------ Data supplied

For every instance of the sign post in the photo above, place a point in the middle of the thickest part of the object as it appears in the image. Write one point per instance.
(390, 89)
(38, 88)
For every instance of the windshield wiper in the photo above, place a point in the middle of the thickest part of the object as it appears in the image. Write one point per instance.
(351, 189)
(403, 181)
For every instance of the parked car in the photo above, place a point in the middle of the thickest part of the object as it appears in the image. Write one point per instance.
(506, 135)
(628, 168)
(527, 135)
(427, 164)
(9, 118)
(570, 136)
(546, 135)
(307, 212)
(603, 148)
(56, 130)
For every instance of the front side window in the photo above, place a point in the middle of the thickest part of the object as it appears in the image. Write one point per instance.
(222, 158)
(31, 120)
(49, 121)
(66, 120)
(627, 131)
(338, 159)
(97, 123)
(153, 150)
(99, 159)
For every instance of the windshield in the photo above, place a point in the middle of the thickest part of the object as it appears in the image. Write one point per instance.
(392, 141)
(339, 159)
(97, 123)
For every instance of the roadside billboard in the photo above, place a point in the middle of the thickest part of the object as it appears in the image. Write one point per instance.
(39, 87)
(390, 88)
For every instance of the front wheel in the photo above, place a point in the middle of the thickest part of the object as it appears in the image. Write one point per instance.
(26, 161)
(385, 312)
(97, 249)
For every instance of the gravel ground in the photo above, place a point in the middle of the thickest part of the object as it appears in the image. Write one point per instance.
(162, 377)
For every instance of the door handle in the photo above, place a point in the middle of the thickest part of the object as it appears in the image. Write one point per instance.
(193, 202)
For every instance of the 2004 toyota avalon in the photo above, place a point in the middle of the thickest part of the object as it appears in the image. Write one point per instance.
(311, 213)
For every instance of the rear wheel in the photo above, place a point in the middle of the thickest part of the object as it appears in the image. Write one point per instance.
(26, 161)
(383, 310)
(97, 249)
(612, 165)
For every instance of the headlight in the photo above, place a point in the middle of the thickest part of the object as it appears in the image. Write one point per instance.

------------

**Work order:** Each line from the one containing "For every instance of the 2004" through the last line of the entries above is to be returned exactly, and no others.

**Written solution:**
For every instance of the 2004 toyota avalon in the photo above, place a point in the middle of the thickest part of the object as it appears in the image. Write one point per instance.
(311, 213)
For every instance of the rear wheel in the photo above, place a point in the middle of the thickest part of the object as it appears in the image. Write one point per instance.
(26, 161)
(383, 310)
(97, 249)
(612, 165)
For every instance of the headlight in the photo above, place a point in the middle of the thickest part of the object as it appears in the image. Write one point per instance.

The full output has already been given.